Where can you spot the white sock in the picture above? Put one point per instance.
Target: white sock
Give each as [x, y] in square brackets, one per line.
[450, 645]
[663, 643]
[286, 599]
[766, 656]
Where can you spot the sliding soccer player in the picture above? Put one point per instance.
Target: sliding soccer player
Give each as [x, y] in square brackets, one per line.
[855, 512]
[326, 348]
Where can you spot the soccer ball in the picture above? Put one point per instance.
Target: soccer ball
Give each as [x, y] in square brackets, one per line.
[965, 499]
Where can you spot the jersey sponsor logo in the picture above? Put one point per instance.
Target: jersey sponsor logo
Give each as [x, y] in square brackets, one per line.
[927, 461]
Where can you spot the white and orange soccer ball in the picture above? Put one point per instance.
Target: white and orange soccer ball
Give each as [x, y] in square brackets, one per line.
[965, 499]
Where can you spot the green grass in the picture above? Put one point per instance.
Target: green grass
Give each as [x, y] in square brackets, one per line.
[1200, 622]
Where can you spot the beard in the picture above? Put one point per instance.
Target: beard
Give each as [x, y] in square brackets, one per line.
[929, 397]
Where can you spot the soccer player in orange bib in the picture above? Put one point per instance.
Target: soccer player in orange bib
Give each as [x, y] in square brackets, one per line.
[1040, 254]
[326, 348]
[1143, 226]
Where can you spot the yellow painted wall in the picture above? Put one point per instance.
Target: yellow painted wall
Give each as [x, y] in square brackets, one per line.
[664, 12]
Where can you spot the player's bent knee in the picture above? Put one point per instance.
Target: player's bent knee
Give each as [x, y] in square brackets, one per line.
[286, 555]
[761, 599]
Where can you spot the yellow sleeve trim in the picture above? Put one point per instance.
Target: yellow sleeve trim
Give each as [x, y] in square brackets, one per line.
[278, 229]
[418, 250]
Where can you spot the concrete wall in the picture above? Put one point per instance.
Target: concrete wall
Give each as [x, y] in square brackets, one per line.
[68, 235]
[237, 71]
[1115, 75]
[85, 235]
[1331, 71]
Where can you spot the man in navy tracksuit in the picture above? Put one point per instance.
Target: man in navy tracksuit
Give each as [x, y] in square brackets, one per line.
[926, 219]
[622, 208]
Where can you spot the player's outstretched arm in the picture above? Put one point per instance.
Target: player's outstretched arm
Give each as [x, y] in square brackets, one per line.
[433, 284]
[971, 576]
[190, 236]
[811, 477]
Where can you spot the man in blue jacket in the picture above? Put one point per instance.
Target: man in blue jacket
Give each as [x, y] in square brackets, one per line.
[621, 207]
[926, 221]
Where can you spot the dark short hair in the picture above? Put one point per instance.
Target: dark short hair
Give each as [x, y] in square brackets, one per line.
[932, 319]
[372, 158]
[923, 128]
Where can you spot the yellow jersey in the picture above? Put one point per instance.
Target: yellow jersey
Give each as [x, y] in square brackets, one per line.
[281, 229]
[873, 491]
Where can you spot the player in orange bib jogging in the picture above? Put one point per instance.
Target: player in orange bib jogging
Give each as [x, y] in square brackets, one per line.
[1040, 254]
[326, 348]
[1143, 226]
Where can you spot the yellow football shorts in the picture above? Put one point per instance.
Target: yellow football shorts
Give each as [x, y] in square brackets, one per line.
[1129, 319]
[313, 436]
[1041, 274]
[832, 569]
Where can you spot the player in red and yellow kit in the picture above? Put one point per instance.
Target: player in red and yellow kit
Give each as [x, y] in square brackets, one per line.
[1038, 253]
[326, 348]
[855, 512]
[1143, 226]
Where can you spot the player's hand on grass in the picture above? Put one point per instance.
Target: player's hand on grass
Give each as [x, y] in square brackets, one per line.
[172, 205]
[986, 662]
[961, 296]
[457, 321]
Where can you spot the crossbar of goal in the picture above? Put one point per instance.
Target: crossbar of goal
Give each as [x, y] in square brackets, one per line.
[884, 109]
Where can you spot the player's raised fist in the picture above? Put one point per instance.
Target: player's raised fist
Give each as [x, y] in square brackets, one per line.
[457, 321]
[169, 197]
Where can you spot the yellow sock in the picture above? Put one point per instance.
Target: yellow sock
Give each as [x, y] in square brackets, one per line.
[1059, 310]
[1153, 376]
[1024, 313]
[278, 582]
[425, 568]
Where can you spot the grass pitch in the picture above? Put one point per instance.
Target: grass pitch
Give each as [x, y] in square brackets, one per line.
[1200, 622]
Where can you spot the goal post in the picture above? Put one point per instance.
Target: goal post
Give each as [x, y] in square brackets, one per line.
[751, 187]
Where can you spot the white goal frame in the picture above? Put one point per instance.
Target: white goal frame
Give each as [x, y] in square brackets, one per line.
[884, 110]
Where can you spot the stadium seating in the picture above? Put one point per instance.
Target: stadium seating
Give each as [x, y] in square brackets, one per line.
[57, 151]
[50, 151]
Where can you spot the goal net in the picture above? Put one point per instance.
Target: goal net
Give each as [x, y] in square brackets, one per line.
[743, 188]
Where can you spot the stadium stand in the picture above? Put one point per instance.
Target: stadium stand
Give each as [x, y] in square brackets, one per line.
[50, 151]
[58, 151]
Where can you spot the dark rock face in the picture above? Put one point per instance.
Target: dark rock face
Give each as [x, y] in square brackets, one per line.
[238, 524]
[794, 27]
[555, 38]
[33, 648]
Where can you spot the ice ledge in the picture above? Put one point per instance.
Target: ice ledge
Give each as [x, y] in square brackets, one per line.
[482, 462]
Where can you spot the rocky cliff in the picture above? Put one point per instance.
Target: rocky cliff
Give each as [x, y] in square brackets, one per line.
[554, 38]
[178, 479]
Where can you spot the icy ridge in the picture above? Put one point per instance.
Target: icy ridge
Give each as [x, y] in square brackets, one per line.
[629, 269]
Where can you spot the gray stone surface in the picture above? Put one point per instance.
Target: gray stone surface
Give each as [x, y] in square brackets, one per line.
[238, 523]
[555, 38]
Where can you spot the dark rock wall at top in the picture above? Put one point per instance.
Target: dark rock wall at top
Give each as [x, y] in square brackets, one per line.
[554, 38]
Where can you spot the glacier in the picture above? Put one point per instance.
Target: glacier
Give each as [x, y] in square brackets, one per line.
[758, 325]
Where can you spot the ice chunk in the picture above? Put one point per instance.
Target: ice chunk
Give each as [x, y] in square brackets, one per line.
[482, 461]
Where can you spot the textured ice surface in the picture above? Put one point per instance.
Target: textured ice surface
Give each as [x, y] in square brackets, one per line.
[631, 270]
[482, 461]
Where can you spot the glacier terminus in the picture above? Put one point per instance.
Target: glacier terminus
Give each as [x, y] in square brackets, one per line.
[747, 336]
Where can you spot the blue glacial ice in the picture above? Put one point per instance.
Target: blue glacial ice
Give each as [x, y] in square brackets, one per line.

※ ※ ※

Esercizio proposto: Trasforma tutte le righe riportate sopra in una lista JSON di stringhe, una stringa per ogni riga, omettendo le righe vuote.

Risultato:
[
  "Where can you spot the white sock in the picture above? Put one point per instance.",
  "Target: white sock",
  "Give each as [x, y] in square brackets, one per line.",
  "[450, 645]",
  "[663, 643]",
  "[286, 599]",
  "[766, 656]",
  "Where can you spot the sliding soccer player in the picture above? Put one point per instance.",
  "Target: sliding soccer player",
  "Give each as [x, y] in square brackets, one per line.",
  "[855, 512]",
  "[326, 348]",
  "Where can you spot the soccer ball in the picture above? Put one point per instance.",
  "Target: soccer ball",
  "Give each as [x, y] in square brackets, one per line.",
  "[965, 499]",
  "Where can you spot the jersey sponsor logo in the picture above? Put one point per instance.",
  "Target: jersey sponsor logo",
  "Give each as [x, y] in square brackets, one per line.",
  "[927, 461]",
  "Where can you spot the white and orange soccer ball in the picture above? Put one point per instance.",
  "Target: white and orange soccer ball",
  "Give each as [x, y] in square brackets, one per line.",
  "[965, 499]",
  "Where can you spot the green grass in the picture above? Put one point per instance.",
  "Target: green grass",
  "Give each as [x, y] in square brackets, one per line.",
  "[1200, 622]",
  "Where can you spot the beard in the picture above? Put one point per instance.",
  "Target: beard",
  "Give each as [x, y] in square brackets, one per line.",
  "[929, 397]",
  "Where can you spot the soccer player in orange bib in the picture above? Put one point per instance.",
  "Target: soccer player in orange bib",
  "Give each as [x, y] in square brackets, one per line.",
  "[1040, 254]",
  "[326, 348]",
  "[1143, 226]",
  "Where can you spot the yellow painted wall in the picture above? Put one point per instance.",
  "Target: yellow painted wall",
  "Give each as [x, y] in square brackets, one per line.",
  "[664, 12]",
  "Where can you spot the player's bent knee in the picture above? Put one point per instance.",
  "Target: player's bent knee",
  "Give each as [x, y] in square brackets, one per line.",
  "[286, 555]",
  "[761, 599]",
  "Where can you spot the yellow sleeve trim in the picture above? Put one point per instance.",
  "Target: yellow sleeve trim",
  "Give each as [x, y] in square brackets, one per line.",
  "[278, 229]",
  "[418, 250]",
  "Where can you spot the concrete wall in the picture above? Put one point per instance.",
  "Target: concrete wall",
  "Give each as [x, y] in square brackets, one per line.",
  "[68, 235]",
  "[237, 71]",
  "[1115, 75]",
  "[85, 235]",
  "[1331, 71]",
  "Where can you spot the man in navy tracksuit in the picture above? Put one point per instance.",
  "Target: man in navy tracksuit",
  "Give each as [x, y] in square brackets, one per line.",
  "[926, 219]",
  "[622, 208]",
  "Where can you spot the player's outstretched arm in the picture above? Put one point per instance.",
  "Target: player's outstretched arm",
  "Give each as [x, y] in square brackets, one per line.",
  "[433, 284]",
  "[971, 576]",
  "[190, 236]",
  "[811, 477]",
  "Where can you spot the man in blue jacket in the picture above? Put one point per instance.",
  "Target: man in blue jacket",
  "Give each as [x, y] in square brackets, one per line.",
  "[621, 207]",
  "[926, 221]",
  "Where can you spot the dark short hair in the picture above? Put one point per instance.",
  "Target: dark short hair",
  "Give each as [x, y] in square brackets, one per line.",
  "[932, 319]",
  "[372, 158]",
  "[923, 128]",
  "Where can you spot the yellow jersey in the picture above? Put one point per instance.",
  "Target: yellow jersey",
  "Give each as [x, y] in square brackets, one per line.",
  "[281, 229]",
  "[873, 491]",
  "Where can you spot the player in orange bib jogging in the picture above? Put one point per instance.",
  "Target: player in orange bib jogging",
  "Give each as [x, y] in square brackets, one per line.",
  "[1040, 254]",
  "[326, 348]",
  "[1143, 226]",
  "Where can you spot the yellow football shorts in the picture above? Put one point per instance.",
  "Target: yellow football shorts",
  "Give each as [x, y] in square brackets, one per line.",
  "[1129, 319]",
  "[313, 436]",
  "[1041, 274]",
  "[832, 569]",
  "Where can you spot the player in red and yellow kit in the picture above? Put one point per instance.",
  "Target: player in red and yellow kit",
  "Give each as [x, y] in square brackets, one per line.",
  "[1038, 253]",
  "[326, 348]",
  "[855, 512]",
  "[1143, 226]",
  "Where can you spot the player's hand on grass in the picture above? Put one point per instance.",
  "Target: player's hand on grass",
  "Give each as [x, y] in square brackets, one per line.",
  "[172, 205]",
  "[986, 662]",
  "[961, 296]",
  "[457, 321]",
  "Where can you spot the crossbar of goal in the picture above? Put one point per instance.",
  "Target: crossbar of goal",
  "Give each as [x, y] in square brackets, one per line.",
  "[884, 109]",
  "Where can you spot the player's raised fist in the picture above? Put one point per instance.",
  "Target: player's raised fist",
  "Give each as [x, y] in square brackets, one per line.",
  "[457, 321]",
  "[169, 197]",
  "Where can you spot the yellow sock in the picture above? Put one point per instance.",
  "Target: yellow sock",
  "Give each as [x, y] in square brackets, one per line.",
  "[1059, 310]",
  "[1153, 376]",
  "[1024, 313]",
  "[278, 582]",
  "[425, 568]",
  "Where can you spot the grass pitch in the picture above? Put one point per instance.",
  "Target: grass pitch",
  "Give each as [x, y] in square brackets, one per line.",
  "[1200, 622]",
  "Where can you spot the goal post in the picture above? Put one point per instance.",
  "Target: goal post",
  "Give each as [x, y] in square brackets, one per line.",
  "[751, 187]",
  "Where can you spot the white goal frame in the picture above? Put one point per instance.",
  "Target: white goal frame",
  "Give each as [x, y] in square brackets, one per line.",
  "[884, 110]",
  "Where can you spot the stadium seating in the picture above? Put one point per instance.",
  "Target: stadium seating",
  "Give each as [x, y] in square brackets, one per line.",
  "[57, 151]",
  "[50, 151]",
  "Where can you spot the goal net in the picture above? Put one point per instance.",
  "Target: goal net",
  "Give each as [x, y] in square brackets, one per line.",
  "[743, 188]",
  "Where can you spot the stadium stand in the picture above? Put one point per instance.",
  "Target: stadium stand",
  "Give each as [x, y] in square brackets, one per line.",
  "[50, 151]",
  "[58, 151]",
  "Where can you spot the dark rock face in the picture above? Put one point per instance.",
  "Target: dark rock face",
  "Give each as [x, y] in square brackets, one per line.",
  "[238, 524]",
  "[794, 27]",
  "[555, 38]",
  "[33, 648]",
  "Where can you spot the ice ledge in the picture above? Put one point per instance.",
  "Target: ice ledge",
  "Give each as [x, y] in square brackets, one per line.",
  "[482, 462]",
  "Where can you spot the rocky cliff in the picture above? Put one point per instance.",
  "Target: rocky cliff",
  "Give each as [x, y] in square brackets, one per line.",
  "[554, 38]",
  "[178, 479]",
  "Where can you spot the icy ridge in the picture above? Put one point per instance.",
  "Target: icy ridge",
  "Give each as [x, y] in square brackets, one per line.",
  "[629, 269]",
  "Where can you spot the gray stone surface in the picture above? Put one point per instance.",
  "Target: gray stone surface",
  "Give each as [x, y] in square brackets, one per line.",
  "[238, 523]",
  "[555, 38]",
  "Where can you spot the dark rock wall at top in the picture above? Put one point per instance.",
  "Target: dark rock wall at top",
  "Give each as [x, y] in square brackets, one per line.",
  "[554, 38]",
  "Where can you spot the glacier in the picture above? Put one point per instance.",
  "Target: glacier",
  "Give each as [x, y] in square brackets, one per line.",
  "[758, 325]",
  "Where can you spot the ice chunk in the picture above? Put one point per instance.",
  "Target: ice chunk",
  "Give each as [x, y] in square brackets, one per line.",
  "[482, 461]",
  "Where can you spot the textured ice surface in the picture above? Put one point per instance.",
  "Target: textured ice surface",
  "Give each as [x, y] in square brackets, one per line.",
  "[631, 270]",
  "[482, 461]",
  "Where can you spot the glacier terminus in the picture above? Put one point per instance.",
  "Target: glacier terminus",
  "Give each as [x, y] in square brackets, one per line.",
  "[747, 336]",
  "Where can you spot the blue glacial ice in the picture above? Put one point per instance.",
  "Target: blue glacial ice",
  "Give each as [x, y] in square brackets, one per line."
]